Start of Given data
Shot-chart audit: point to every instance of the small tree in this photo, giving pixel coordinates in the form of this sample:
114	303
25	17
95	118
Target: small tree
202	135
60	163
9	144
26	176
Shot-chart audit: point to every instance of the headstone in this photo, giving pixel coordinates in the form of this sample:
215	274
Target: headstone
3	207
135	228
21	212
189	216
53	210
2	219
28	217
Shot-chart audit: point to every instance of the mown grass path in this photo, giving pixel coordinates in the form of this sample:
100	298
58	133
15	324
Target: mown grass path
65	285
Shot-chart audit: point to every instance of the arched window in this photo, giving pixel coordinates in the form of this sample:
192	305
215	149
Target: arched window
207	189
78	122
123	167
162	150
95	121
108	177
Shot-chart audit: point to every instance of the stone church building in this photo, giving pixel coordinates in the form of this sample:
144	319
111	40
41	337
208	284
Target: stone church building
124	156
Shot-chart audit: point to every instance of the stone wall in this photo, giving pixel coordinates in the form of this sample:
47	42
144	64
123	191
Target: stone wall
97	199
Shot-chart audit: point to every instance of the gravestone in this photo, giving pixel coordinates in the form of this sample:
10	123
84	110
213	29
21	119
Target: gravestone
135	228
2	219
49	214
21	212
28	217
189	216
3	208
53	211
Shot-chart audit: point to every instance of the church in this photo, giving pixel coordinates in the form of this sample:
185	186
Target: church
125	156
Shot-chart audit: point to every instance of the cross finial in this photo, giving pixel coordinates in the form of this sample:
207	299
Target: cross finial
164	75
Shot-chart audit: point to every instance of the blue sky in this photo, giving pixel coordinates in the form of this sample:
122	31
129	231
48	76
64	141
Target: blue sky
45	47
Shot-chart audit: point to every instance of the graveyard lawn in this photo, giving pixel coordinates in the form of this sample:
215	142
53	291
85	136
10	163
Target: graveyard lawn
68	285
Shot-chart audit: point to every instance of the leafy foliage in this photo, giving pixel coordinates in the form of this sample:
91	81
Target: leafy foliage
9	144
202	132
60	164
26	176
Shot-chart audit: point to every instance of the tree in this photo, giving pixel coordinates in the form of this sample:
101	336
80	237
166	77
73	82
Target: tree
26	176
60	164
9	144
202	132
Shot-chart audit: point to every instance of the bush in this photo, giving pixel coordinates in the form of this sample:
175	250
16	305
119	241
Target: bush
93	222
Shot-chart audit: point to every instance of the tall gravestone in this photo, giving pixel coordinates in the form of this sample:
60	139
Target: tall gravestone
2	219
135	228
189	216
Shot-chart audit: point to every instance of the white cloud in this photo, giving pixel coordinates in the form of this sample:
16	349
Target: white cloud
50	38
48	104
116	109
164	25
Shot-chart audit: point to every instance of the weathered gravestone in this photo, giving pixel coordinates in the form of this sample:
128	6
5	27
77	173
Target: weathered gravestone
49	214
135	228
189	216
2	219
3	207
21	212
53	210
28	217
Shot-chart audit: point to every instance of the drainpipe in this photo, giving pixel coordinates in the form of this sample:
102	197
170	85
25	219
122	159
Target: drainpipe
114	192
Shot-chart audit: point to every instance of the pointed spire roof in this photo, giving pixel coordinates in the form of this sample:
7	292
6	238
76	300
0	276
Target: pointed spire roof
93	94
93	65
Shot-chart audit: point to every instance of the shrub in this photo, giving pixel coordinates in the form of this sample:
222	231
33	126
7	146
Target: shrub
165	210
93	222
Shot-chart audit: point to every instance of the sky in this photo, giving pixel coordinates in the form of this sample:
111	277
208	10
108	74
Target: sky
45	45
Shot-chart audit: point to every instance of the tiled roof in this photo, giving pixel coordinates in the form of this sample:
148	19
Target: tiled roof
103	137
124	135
End of Given data
* _Exercise objective_: Transcribe every line of the records exactly, please.

* _Task solution_:
Shot-chart audit: point to every instance of the small tree in this photo, giving pixel coordinates in the form of this sample:
114	303
25	17
95	118
Target: small tree
202	135
60	163
9	144
26	176
Shot-chart audit: point to every instance of the headstone in this photo, giving pixel coordinates in the form of this sample:
215	274
Target: headstone
3	207
135	228
21	212
189	216
53	210
2	219
28	217
Shot-chart audit: point to every instance of the mown grass path in this photo, giving pixel coordinates in the form of this sample:
100	298
58	133
15	324
Target: mown grass path
65	285
Shot-chart audit: point to every instance of the arched window in this photo, giving pixel coordinates in the form of this sample:
192	305
215	149
Target: arched window
207	189
78	122
123	167
162	150
95	121
108	177
Shot-chart audit: point to every instance of the stone church building in this photo, giving pixel coordinates in the form of this sample:
144	319
111	40
41	337
208	284
Target: stone church building
124	156
Shot-chart audit: point to every instance of the stone wall in this photo, giving pixel coordinates in the form of this sample:
47	42
144	64
123	191
Target: stone wall
97	199
Shot-chart audit: point to every instance of the gravestone in this photo, giving pixel coordinates in the form of this sample:
10	123
84	110
213	29
21	119
Target: gravestone
135	228
2	219
49	214
21	212
28	217
189	216
3	208
53	211
Shot-chart audit: point to every instance of the church in this photo, giving pixel coordinates in the form of this sample:
185	186
Target: church
125	156
Shot-chart audit: point to every instance of the cross finial in this photo, giving pixel coordinates in the form of this sample:
207	299
Target: cross finial
164	75
Shot-chart audit: point to every instance of the blue sky in this photo, giving pixel coordinates in the form of this sample:
122	31
129	231
48	76
64	141
Target: blue sky
45	47
Shot-chart audit: point to every instance of the graveyard lawn in this photo, giving pixel coordinates in the form of this sample:
215	142
53	291
85	136
10	163
Target: graveyard lawn
68	285
Shot-chart audit: point to every instance of the leafy foliage in this photo, giving pixel coordinates in the form of this sample:
91	81
Target: leafy foliage
9	144
202	132
60	164
26	176
Shot-chart audit: point to every instance of the tree in this photo, giving pixel coordinates in the form of this sample:
101	336
80	237
166	77
73	82
Target: tree
26	176
60	164
9	144
202	132
Shot-chart audit: point to every instance of the bush in this photo, giving pixel coordinates in the form of this sample:
175	250
16	305
119	241
Target: bush
93	222
Shot-chart audit: point to every instance of the tall gravestone in this photo, giving pixel coordinates in the form of this sample:
60	139
Target: tall gravestone
2	219
135	228
189	216
Shot-chart audit: point to every instance of the white cloud in this photo, giving pixel coordinates in the form of this sample:
16	349
Target: white cloud
50	38
48	104
116	109
164	25
Shot-chart audit: point to every instance of the weathered gravestone in this photo, giving pixel coordinates in the form of this sample:
128	6
5	27
77	173
Target: weathered gravestone
49	214
135	228
189	216
2	219
3	207
21	212
53	210
28	217
Shot-chart audit: point to every instance of the drainpipe in this photo, giving pixel coordinates in the form of this sample:
102	197
170	85
25	219
122	159
Target: drainpipe
114	192
Shot-chart audit: point to every instance of the pointed spire roof in this photo, giving pixel coordinates in the form of this sample:
7	292
6	238
76	300
0	276
Target: pointed spire roof
93	94
93	65
Shot-chart audit: point to every instance of the shrub in this photo, giving pixel coordinates in the form of this sample:
222	231
33	126
7	146
Target: shrub
165	210
93	222
Shot-chart audit: point to every instance of the sky in this photo, giving pixel coordinates in the form of this sample:
111	277
208	10
108	74
Target: sky
45	45
Shot-chart audit: point to every instance of the tiled roof in this photo, giving pixel coordinates in the form of this sample:
148	19
Target: tiled roof
103	137
124	135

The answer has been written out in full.